Monsieur le président de la Banque mondiale, Monsieur le directeur général du FMI, Mesdames et Messieurs les ministres et les ambassadeurs, beaucoup de choses ont été dites, l'heure devient tardive. Aussi limiterai-je mon intervention, en vous remerciant tous chaleureusement, à quelques mots.
Faire du développement l'objectif premier, en tout cas un objectif majeur, des pouvoirs publics et des décideurs économiques, réduire la pauvreté, est un projet sur lequel en apparence chacun s'accorde. La réalité est toute différente. Au fil du temps, certains se sont même convaincus que pour quelques peuples la détresse était un destin. La réalité c'est que la plupart des pays démunis ont connu, depuis 1960, une croissance faible ou négative, épuisée par la démographie, les épidémies, les conflits. L'écart entre les nations à revenu élevé et celles qui souffrent s'est creusé. Il y a urgence à agir. Oublié de l'après guerre froide, exclu de nouveau de l'Histoire, ramené comme il y a un demi-siècle à 1% du commerce mondial, la situation de l'Afrique notamment se dégrade. Chez nous en France, une petite fille sur deux née en l'an 2000 sera centenaire. Au Sierra Leone, l'espérance de vie est de 25 ans. Un Américain sur 4 utilise régulièrement Internet ; un Africain sur mille y est connecté. Manger à sa faim, dormir en sécurité, boire une eau propre, ce qui est une réalité pour nous est un rêve pour des milliards de gens. Combien de belles paroles restent sans effet. Tranquillement se pérennisent les inégalités d'une société à 2 vitesses, d'un monde avec 2 avenirs.
Dans ces conditions, l'aide au développement n'est pas de la charité, mais un partenariat indispensable. Ce n'est pas une libéralité, mais un devoir. Faire avancer la vie et reculer la mort, c'est de cela dont vous avez parlé. Il ne s'agit pas seulement, d'investissement, de capitaux, mais du devenir de la condition humaine à l'orée d'un millénaire.
Pour sortir des discours un peu lénifiants, - et vous y avez beaucoup aidé - il faut s'entendre sur ce qu'est le développement. Il ne se réduit pas à un modèle univoque, quantifié, calibré. Ce n'est pas une autoroute à sens unique que chaque pays emprunterait à une vitesse fixée par la police financière internationale pour accéder à une destination donnée. Nous savons qu'en matière d'aide publique, la réduction de la dette est essentielle mais nous savons pour autant qu'un jeu d'écritures ne remplace pas un programme de coopération. La force du marché est inopérante là où une majorité d'êtres humains n'y a pas du tout accès.

#### Données

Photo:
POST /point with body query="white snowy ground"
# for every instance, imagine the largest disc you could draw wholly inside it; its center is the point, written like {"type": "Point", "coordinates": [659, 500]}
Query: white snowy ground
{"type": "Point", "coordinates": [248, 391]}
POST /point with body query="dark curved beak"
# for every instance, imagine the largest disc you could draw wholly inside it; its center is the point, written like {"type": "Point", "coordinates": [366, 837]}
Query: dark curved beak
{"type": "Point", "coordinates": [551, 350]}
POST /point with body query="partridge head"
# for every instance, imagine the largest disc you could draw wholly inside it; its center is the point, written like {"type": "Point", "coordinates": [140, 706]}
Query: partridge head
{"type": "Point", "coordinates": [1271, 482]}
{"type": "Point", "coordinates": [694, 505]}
--
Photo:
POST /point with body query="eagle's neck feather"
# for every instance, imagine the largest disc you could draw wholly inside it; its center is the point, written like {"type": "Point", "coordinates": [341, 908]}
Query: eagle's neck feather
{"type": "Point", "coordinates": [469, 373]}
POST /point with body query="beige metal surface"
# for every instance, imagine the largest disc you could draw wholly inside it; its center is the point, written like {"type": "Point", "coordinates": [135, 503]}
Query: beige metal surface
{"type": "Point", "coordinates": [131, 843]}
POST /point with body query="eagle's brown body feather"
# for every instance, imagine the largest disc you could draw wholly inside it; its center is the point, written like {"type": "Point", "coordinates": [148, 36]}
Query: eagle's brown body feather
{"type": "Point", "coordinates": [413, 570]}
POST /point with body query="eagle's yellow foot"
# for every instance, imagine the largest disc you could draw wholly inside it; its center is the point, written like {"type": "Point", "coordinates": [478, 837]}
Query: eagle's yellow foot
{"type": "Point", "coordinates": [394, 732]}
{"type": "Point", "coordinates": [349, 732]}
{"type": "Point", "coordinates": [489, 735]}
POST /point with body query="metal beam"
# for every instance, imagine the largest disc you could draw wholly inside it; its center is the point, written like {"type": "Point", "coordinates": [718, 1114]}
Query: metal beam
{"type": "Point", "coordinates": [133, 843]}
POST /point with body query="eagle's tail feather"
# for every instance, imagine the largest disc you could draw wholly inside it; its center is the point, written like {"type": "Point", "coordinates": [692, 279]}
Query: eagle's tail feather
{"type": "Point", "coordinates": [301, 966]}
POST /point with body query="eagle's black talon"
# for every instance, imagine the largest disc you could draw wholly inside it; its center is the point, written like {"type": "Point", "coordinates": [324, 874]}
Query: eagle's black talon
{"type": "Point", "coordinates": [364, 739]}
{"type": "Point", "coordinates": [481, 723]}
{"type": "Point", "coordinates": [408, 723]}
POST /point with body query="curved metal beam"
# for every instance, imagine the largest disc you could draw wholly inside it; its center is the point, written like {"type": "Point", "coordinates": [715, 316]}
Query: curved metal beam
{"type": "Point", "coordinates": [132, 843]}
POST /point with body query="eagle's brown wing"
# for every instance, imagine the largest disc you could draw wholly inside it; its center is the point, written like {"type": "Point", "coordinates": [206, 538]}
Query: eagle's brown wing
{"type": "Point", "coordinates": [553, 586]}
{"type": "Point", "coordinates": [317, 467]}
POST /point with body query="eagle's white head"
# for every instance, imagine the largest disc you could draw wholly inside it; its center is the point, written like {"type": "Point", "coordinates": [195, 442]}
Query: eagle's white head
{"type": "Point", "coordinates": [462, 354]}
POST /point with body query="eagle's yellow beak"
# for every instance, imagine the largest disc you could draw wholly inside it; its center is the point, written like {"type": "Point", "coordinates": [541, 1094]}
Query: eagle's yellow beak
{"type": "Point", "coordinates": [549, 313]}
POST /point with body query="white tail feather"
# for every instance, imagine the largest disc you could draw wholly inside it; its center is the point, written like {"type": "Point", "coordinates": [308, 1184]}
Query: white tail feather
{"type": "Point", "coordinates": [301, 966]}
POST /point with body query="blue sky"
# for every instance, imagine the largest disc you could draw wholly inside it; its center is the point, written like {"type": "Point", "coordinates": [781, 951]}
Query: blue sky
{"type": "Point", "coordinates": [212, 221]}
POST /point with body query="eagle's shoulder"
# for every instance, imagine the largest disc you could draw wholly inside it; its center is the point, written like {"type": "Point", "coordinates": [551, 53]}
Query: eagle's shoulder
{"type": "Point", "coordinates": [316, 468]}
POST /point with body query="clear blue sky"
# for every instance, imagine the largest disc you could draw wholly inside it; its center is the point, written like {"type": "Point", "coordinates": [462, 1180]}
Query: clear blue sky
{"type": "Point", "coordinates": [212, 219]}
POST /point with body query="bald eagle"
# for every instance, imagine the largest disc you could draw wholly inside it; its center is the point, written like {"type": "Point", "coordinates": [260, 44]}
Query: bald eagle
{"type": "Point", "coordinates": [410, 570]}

#### Consignes de l'exercice
a – Répondez aux questions suivantes sur le discours consacré à l'aide au développement :
(i) Quelle est l'espérance de vie au Sierra Leone ?
(ii) Si l'aide au développement n'est pas de la charité, qu'est-elle selon l'orateur ?
(iii) Qu'est-ce qui, d'après l'orateur, ne remplace pas un programme de coopération ?
b – Poursuivez le discours sur l'aide au développement à partir de sa dernière phrase.
Les items proviennent d'une autre source que le texte.

#### Corrigé
a –
(i) 25 ans.
(ii) Un partenariat indispensable.
(iii) Un jeu d'écritures.

b –
Nous devons donc apporter des solutions durables. Vous les avez abordées : intégrer les pays concernés dans les échanges mondiaux, leur donner une vraie représentation dans l'OMC, favoriser l'établissement d'accords bilatéraux et des mécanismes régionaux de libre échange, réserver les guichets concessionnels aux plus pauvres, rechercher la complémentarité de l'aide publique et des capitaux privés, sans évincer les organismes financiers locaux, sans capter les ressources, Gouvernance mondiale, nouveau Bretton Woods, Europe.
Pour conclure, ce colloque, ce matin, laissez-moi faire trois annonces : Le monde, le modem, le marché vont désormais de pair. Les principes de sûreté, de prudence et de précaution tendent à devenir universels. Santé et sécurité alimentaire, environnement et protection du vivant, vigilance sur l'atome, prévention des conflits, diffusion des nouvelles technologies, autant de questions auxquelles ne peut pas répondre un Etat isolé. Seule la solidarité conduit au progrès. La gouvernance mondiale en tant qu'instance régulatrice devrait mettre fin à la délinquance financière qui nuit au développement. En tant qu'instance politique, elle devrait fournir le cadre d'un dialogue amélioré avec les réseaux de la société civile et les ONG, entre donateurs et bénéficiaires. En tant qu'instance économique elle devrait favoriser la coordination des aides.
Nous savons que le monde ne changera pas d'un claquement de doigt, au moins devons-nous faire évoluer Bretton Woods - ou revenir à son esprit - vers un système monétaire international excluant la spéculation lorsqu'elle est fatale, pénalisant l'argent lorsqu'il est sale, instituant transparence et régulation. L'Euro a un rôle majeur à y jouer. La Banque mondiale et le FMI y travaillent, mais se heurtent souvent à la résistance ou à l'indifférence des Etats. J'ai beaucoup apprécié ce qu'a indiqué Lionel Jospin, la France n'acceptera pas la révision à la baisse de leur rôle, ni de leurs ambitions en matière de développement.
Quand on est né en Europe, - et c'est en Europe que nous vous accueillons - on a un devoir particulier de responsabilité. Avec au moins 3 grandes orientations.
1)Avant de demander aux pays bénéficiaires une bonne gestion des projets d'aides, je pense qu'il nous faut pratiquer la coordination avec les autres bailleurs, par une concentration au bénéfice des territoires qui en ont un réel besoin, par l'évaluation et la bonne affectation des fonds.
2)Unifions les points de vue européens et donc leur expression au sein des instances internationales. La voix des 15 est plus forte que 15 voix. Et cette voix doit couvrir tous les aspects et pas seulement les aspects économiques.
3)Enfin ayons le courage d'ouvrir nos marchés aux économies en développement. Notre intérêt bien compris à terme n'est pas le protectionnisme. Une autre attitude est nécessaire qui est plus facile à adopter quand la croissance et la confiance sont là, quand le chômage et la crise reculent. Adoptons la.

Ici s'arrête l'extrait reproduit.